[SHORT EXERCISE]: Reproduce word for word the stretch of the reliability engineering explainer that begins at the words "I’ve been meaning" and stops after the words "here goes nothing.".

[READING TEXT]:

Reliability Engineering for Dummies: ELI5

I’ve been meaning to write this for a while now. My parents and friends keep asking me what it is that I do, and I struggle to explain my job. The funny thing is, engineers I know struggle quite a bit too. There are differences in how we interpret so many terms; this whole space is pretty filled with jargon. So… here’s an, Explain It Like I’m 5. (ELI5) — Had to start with what ELI5 is, right? 😉

So, here goes nothing.

Caveat: I’m going to take some liberties and simplify things so I can adhere to ELI5. Use this post as a starting point to do your own deep dives. ✌️

There’s this company called Google. No biggie. Just $1.18 trillion big or so… They came up with this term called SRE (Site Reliability Engineering). That’s the space I operate in. 👋

Think of SRE as a movement, a philosophy, a mindset, a practice, or maybe even a set of principles. It’s a simple thing really. As Google scaled, they wanted an effective way to combat the numerous problems between developers who wrote code, and operators who executed this code. Voila, SRE was born.

Wait, wait, wait. What do you mean by “operators who executed code”? 🤔 Well, you see, building an app where you can stream a Formula 1 race is not as easy as it seems. Multiple teams come together to make this happen. I’m not talking about marketing, finance, product, et al. Even within core engineering, multiple teams have to come together to make this happen.

[ROWS]:
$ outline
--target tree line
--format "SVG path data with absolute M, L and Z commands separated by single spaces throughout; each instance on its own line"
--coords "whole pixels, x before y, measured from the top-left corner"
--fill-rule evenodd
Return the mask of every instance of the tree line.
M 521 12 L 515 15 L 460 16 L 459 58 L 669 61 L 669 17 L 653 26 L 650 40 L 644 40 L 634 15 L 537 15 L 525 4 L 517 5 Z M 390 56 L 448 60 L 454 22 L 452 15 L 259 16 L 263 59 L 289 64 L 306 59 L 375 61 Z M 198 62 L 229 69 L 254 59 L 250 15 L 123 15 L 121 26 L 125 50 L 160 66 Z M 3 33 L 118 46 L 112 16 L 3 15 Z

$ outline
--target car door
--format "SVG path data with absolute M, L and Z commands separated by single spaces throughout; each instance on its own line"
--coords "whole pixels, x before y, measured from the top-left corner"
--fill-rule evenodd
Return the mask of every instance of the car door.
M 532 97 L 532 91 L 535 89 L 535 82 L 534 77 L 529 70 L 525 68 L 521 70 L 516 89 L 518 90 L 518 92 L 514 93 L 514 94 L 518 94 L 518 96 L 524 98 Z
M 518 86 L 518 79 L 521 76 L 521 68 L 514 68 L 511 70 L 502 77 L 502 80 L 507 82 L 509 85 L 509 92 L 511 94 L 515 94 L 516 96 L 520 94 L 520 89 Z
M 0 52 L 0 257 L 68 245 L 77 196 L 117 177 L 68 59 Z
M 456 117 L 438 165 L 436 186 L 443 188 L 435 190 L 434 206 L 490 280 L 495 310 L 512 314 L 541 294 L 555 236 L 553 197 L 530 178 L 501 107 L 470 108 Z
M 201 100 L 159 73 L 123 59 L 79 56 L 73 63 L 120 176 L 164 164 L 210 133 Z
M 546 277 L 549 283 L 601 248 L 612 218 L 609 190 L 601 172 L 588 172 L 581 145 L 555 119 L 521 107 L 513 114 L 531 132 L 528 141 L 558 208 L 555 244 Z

[THE COMPLETED TASK]:
I’ve been meaning to write this for a while now. My parents and friends keep asking me what it is that I do, and I struggle to explain my job. The funny thing is, engineers I know struggle quite a bit too. There are differences in how we interpret so many terms; this whole space is pretty filled with jargon. So… here’s an, Explain It Like I’m 5. (ELI5) — Had to start with what ELI5 is, right? 😉

So, here goes nothing.